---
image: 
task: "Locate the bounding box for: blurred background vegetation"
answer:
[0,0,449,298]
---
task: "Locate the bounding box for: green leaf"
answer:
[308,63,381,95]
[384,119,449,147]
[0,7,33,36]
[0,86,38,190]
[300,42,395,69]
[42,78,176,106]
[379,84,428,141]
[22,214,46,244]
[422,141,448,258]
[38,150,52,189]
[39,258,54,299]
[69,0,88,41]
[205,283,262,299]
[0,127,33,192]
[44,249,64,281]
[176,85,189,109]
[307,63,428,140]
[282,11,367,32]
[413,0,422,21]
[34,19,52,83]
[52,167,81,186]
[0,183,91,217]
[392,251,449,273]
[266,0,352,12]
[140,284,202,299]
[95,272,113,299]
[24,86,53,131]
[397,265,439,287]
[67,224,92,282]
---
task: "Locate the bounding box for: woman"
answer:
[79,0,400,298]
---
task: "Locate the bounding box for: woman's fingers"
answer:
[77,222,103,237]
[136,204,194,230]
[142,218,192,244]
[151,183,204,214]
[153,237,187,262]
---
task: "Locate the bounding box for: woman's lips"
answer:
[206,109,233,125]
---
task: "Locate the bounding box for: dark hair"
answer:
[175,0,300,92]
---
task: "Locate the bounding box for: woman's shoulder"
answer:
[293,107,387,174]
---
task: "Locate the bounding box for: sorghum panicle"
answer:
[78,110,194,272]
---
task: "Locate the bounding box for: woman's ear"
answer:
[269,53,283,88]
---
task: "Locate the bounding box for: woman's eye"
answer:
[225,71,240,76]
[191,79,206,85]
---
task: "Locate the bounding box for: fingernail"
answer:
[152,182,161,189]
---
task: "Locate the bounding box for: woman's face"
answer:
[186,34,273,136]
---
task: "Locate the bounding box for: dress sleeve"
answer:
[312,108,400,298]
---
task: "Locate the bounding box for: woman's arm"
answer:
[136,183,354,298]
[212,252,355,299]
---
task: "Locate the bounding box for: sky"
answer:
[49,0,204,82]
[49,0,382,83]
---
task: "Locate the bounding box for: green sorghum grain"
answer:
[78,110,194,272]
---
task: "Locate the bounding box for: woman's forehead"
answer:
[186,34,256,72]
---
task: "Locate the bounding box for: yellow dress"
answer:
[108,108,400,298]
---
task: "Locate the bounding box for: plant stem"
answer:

**OBJECTIVE**
Output the complete data exactly as written.

**TASK ANSWER**
---
image: 
task: "Locate the bounding box for: blurred background vegetation"
answer:
[0,0,449,298]
---
task: "Locate the bounding box for: green leaf"
answer:
[308,63,381,95]
[384,119,449,147]
[0,7,33,36]
[0,86,38,190]
[300,42,395,69]
[42,78,176,106]
[379,84,428,141]
[22,214,46,244]
[422,141,448,258]
[38,150,52,189]
[39,258,54,299]
[69,0,88,41]
[205,283,262,299]
[0,127,33,192]
[44,249,64,281]
[176,85,189,109]
[307,63,428,140]
[282,11,367,32]
[413,0,422,21]
[34,19,52,83]
[52,167,81,186]
[0,183,91,217]
[392,251,449,273]
[266,0,352,12]
[140,284,202,299]
[95,272,113,299]
[24,86,53,131]
[397,265,439,287]
[67,224,92,282]
---
task: "Locate the bounding box for: woman"
answer:
[79,0,400,298]
---
task: "Locate the bounding box for: woman's fingers"
answer:
[77,222,103,237]
[136,204,194,230]
[142,218,192,244]
[151,183,204,214]
[153,237,187,262]
---
task: "Locate the bounding box for: woman's lips"
answer:
[206,109,233,125]
---
task: "Locate the bounding box for: dark hair"
answer:
[175,0,300,92]
---
task: "Locate the bounding box for: woman's shoulder"
answer:
[293,107,387,174]
---
task: "Locate the bounding box for: sorghum panicle"
answer:
[78,110,194,272]
---
task: "Locate the bounding box for: woman's ear"
answer:
[269,53,283,88]
---
task: "Locate the bounding box for: woman's eye"
answer:
[225,71,240,76]
[191,79,206,85]
---
task: "Locate the bounding box for: fingernail"
answer:
[152,182,161,189]
---
task: "Locate the bounding box for: woman's face"
answer:
[186,34,273,136]
---
task: "Locate the bounding box for: dress sleeve"
answer:
[312,108,400,298]
---
task: "Locate the bounding box for: woman's arm"
answer:
[136,183,354,298]
[212,252,355,299]
---
task: "Locate the bounding box for: sky"
answer:
[49,0,204,82]
[49,0,382,83]
---
task: "Locate the bounding box for: green sorghum grain"
answer:
[78,110,194,272]
---
task: "Locate the bounding box for: woman's forehead"
answer:
[186,34,256,72]
---
task: "Locate the bounding box for: yellow dress"
answer:
[108,108,400,298]
---
task: "Locate the bounding box for: plant stem"
answer:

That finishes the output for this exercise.